# Goat Treat recipe?



## DebianDog (Aug 9, 2009)

I saw they sell little "goat treats" and was wondering what you folks used for treats or if there was a good recipe out there for a goat treat?

I found this one but wonder if it has the "right" stuff

1 cup granulated sugar
1/2 cup shortening
1 egg
1/2 cup molasses
2 cups sifted flour
1 teaspoon salt
1 1/2 teaspoons baking soda
1 teaspoon vanilla extract
2 cups quick-cooking oats
Cream sugar and shortening together in a large mixing bowl. Add egg and molasses; beat well. Add sifted dry ingredients and mix well. Add vanilla then stir in oatmeal. Drop from teaspoon onto greased baking sheet. Bake at 375° for 10 to 12 minutes, until done.
Makes about 4 dozen oatmeal molasses cookies.


----------



## StaceyRosado (Oct 5, 2007)

looks like a cookie recipe I would eat -- and goats just love cookies


----------



## DebianDog (Aug 9, 2009)

So ginger snap or animal crackers are O.K.?


----------



## StaceyRosado (Oct 5, 2007)

YUP


----------



## toth boer goats (Jul 20, 2008)

sounds good..... thanks for the recipe .... :wink: :thumbup:


----------

### What you have to do
Print the part of the goat treat thread that runs from "# Goat Treat" up to and including "a goat treat?", word for word. Work only from the goat treat thread.

### Supplied data
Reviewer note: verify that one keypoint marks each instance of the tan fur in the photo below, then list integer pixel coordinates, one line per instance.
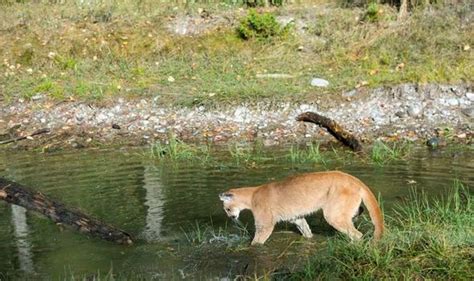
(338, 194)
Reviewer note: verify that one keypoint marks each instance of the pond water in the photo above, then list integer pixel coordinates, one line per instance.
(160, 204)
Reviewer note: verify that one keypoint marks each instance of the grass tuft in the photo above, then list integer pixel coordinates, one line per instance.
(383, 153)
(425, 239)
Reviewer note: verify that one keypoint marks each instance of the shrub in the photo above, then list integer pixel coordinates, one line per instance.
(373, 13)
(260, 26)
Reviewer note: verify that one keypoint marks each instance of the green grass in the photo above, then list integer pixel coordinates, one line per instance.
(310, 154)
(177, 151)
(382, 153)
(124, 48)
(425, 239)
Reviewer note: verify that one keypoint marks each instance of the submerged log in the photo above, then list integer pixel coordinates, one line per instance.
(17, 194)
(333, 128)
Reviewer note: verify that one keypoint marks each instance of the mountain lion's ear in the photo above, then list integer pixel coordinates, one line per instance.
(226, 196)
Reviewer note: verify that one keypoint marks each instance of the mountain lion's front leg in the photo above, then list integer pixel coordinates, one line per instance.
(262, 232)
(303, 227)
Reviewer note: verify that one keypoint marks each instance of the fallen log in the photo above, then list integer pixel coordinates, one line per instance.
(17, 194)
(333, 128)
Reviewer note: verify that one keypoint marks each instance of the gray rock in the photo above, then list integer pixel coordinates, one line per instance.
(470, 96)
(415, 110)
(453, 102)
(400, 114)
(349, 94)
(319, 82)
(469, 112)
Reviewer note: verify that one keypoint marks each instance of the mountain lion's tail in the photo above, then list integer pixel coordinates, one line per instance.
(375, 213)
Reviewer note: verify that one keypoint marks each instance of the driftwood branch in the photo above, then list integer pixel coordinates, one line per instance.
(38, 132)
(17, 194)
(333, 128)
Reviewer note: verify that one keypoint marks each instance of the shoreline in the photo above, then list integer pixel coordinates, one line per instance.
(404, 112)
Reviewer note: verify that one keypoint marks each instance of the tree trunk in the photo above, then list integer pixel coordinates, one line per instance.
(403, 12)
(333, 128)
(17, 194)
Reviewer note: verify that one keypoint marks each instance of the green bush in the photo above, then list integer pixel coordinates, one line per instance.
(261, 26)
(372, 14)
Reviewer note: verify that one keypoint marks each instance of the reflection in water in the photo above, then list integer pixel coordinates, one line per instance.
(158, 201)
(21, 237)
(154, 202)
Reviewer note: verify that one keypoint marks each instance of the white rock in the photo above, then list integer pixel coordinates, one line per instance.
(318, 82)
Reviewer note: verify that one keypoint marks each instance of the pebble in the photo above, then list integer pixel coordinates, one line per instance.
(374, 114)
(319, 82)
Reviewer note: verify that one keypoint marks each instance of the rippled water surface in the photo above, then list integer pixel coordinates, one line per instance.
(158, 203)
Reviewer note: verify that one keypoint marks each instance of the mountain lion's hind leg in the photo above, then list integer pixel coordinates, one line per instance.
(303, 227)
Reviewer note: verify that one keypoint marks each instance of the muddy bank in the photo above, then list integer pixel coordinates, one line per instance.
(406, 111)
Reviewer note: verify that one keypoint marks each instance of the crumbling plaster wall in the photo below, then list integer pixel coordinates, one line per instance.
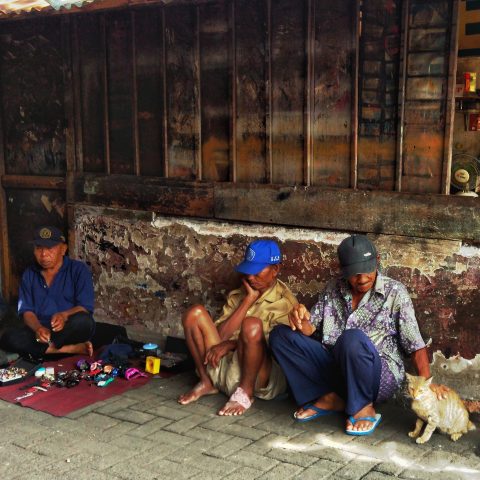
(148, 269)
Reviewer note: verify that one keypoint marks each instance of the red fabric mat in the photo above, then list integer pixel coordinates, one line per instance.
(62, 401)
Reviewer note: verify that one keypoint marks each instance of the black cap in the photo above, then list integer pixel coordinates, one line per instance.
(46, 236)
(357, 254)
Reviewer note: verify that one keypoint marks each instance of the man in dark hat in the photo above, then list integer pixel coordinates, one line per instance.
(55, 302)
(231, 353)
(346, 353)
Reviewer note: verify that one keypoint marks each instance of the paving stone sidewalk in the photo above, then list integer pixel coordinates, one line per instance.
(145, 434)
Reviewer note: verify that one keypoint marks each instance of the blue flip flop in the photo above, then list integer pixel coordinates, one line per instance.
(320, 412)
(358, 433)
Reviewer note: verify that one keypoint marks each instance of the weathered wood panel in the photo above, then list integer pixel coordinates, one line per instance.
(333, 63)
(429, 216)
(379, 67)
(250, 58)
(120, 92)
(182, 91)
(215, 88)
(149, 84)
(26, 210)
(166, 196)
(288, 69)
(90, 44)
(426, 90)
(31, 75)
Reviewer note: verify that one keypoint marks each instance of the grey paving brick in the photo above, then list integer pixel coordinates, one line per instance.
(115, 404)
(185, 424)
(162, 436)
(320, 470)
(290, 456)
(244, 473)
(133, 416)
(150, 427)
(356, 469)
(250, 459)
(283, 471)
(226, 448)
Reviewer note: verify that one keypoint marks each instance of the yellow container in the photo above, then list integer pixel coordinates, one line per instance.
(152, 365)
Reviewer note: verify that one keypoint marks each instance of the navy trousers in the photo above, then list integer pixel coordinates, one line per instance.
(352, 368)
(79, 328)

--

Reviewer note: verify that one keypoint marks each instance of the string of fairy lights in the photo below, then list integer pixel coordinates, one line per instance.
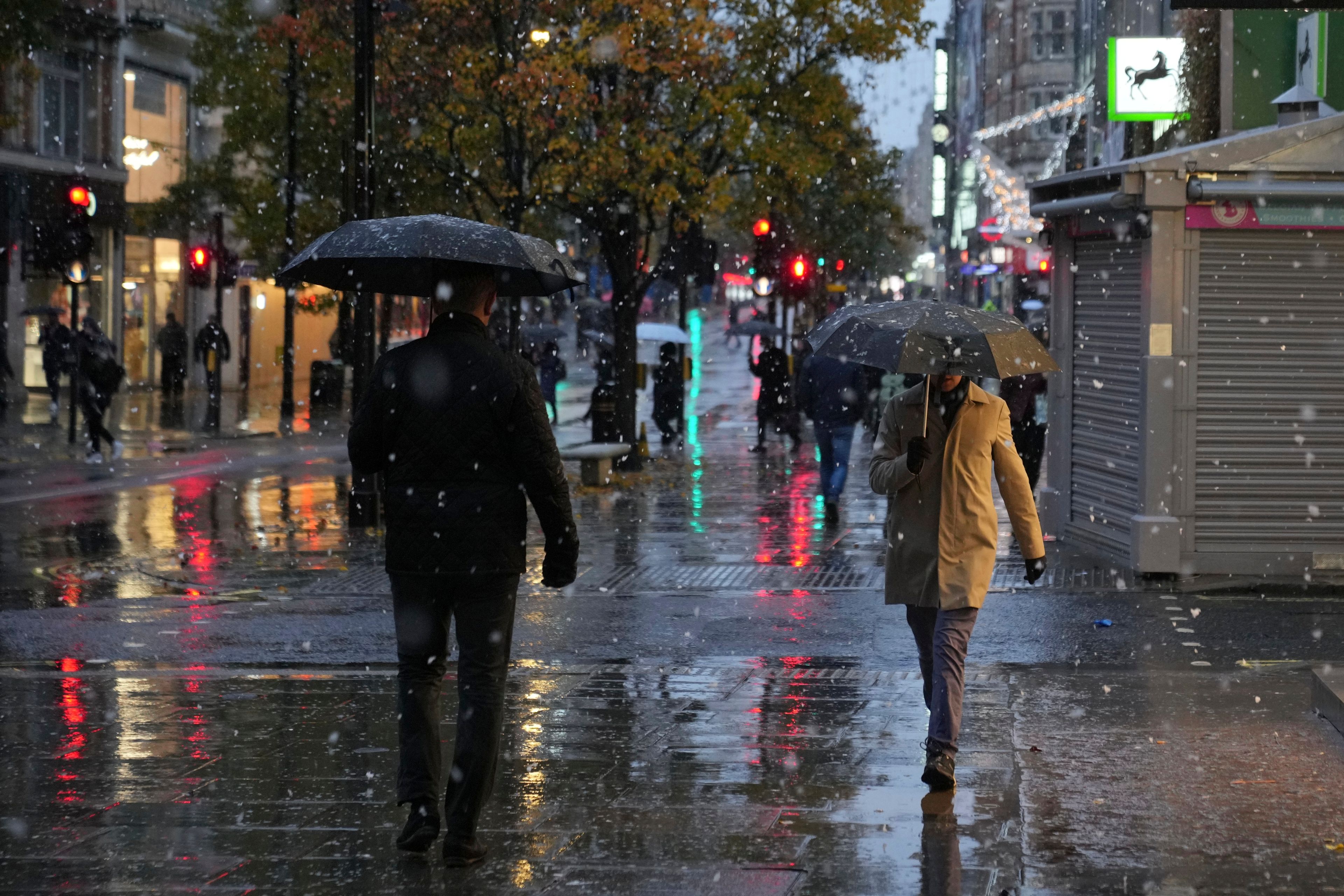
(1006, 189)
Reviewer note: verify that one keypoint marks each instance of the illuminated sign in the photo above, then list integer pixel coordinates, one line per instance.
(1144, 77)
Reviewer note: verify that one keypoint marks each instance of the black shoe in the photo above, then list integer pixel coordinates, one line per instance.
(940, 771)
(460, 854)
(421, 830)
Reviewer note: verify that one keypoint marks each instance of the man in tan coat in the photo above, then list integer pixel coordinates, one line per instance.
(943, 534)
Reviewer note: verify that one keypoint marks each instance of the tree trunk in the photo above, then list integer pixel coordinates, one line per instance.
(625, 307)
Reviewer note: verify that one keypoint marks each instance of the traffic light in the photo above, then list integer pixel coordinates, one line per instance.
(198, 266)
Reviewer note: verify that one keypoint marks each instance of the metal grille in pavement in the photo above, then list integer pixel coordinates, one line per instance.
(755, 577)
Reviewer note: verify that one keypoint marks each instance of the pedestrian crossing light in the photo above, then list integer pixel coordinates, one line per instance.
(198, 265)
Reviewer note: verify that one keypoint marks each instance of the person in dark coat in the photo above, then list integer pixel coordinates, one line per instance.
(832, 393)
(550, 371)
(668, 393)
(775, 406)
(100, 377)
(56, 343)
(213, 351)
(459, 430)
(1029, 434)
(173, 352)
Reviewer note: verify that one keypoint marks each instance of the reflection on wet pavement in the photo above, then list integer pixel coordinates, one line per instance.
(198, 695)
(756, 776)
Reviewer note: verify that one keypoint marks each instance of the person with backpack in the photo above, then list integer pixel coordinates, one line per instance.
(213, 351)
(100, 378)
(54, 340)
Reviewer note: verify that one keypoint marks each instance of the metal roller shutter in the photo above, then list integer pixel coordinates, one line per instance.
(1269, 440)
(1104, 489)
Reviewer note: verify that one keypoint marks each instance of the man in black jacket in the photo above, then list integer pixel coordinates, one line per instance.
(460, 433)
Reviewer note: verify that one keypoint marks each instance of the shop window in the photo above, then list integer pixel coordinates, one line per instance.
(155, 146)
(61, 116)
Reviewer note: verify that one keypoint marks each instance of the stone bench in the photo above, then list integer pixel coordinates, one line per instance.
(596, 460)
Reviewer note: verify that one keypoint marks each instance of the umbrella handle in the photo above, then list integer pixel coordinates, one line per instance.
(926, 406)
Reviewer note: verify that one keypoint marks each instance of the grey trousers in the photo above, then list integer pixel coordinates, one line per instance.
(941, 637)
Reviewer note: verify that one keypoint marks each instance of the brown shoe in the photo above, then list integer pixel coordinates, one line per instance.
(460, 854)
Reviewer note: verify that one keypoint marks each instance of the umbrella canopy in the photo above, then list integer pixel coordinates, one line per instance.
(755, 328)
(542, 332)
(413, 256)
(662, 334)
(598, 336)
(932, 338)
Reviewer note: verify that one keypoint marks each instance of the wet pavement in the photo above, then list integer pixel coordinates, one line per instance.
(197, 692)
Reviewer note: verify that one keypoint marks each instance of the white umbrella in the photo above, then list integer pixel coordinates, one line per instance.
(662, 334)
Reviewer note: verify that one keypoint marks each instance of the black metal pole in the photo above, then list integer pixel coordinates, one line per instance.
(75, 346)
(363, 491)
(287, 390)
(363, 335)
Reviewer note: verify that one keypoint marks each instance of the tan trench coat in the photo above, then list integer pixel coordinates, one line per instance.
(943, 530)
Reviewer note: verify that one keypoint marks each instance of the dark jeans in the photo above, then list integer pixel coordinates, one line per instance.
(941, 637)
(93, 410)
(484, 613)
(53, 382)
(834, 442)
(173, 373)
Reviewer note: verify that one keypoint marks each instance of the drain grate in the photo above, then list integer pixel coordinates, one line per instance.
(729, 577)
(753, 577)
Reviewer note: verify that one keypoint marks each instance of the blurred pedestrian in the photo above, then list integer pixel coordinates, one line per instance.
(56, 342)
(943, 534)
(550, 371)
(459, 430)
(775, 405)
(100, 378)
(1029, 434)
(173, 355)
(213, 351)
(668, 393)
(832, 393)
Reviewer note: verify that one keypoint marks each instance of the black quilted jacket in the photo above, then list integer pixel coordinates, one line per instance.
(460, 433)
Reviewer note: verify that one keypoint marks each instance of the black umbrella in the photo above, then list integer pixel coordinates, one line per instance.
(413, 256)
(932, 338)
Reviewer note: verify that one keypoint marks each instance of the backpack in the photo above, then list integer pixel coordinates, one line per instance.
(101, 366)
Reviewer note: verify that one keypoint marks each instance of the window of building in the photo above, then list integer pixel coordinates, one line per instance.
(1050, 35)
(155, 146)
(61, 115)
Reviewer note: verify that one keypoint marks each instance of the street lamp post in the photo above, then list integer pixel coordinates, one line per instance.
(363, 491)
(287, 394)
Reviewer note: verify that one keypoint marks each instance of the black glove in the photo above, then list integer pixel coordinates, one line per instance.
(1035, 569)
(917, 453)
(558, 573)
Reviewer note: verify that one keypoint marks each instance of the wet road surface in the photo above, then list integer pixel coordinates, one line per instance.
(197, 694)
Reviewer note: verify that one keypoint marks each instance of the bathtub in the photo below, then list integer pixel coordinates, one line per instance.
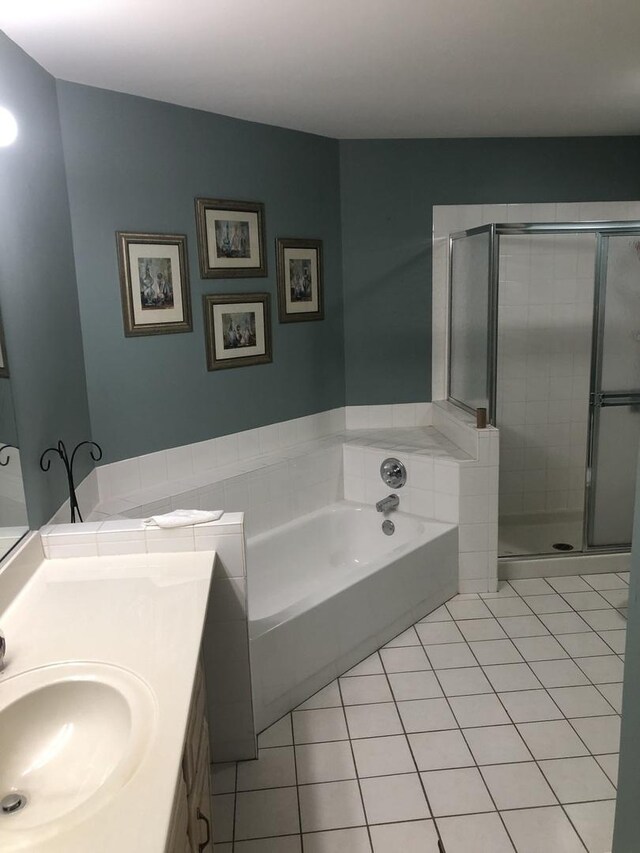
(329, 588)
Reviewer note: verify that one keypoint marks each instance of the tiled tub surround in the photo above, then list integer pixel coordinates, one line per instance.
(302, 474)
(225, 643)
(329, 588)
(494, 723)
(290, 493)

### Written solution
# Goat Treat recipe?



## DebianDog (Aug 9, 2009)

I saw they sell little "goat treats" and was wondering what you folks used for treats or if there was a good recipe out there for a goat treat?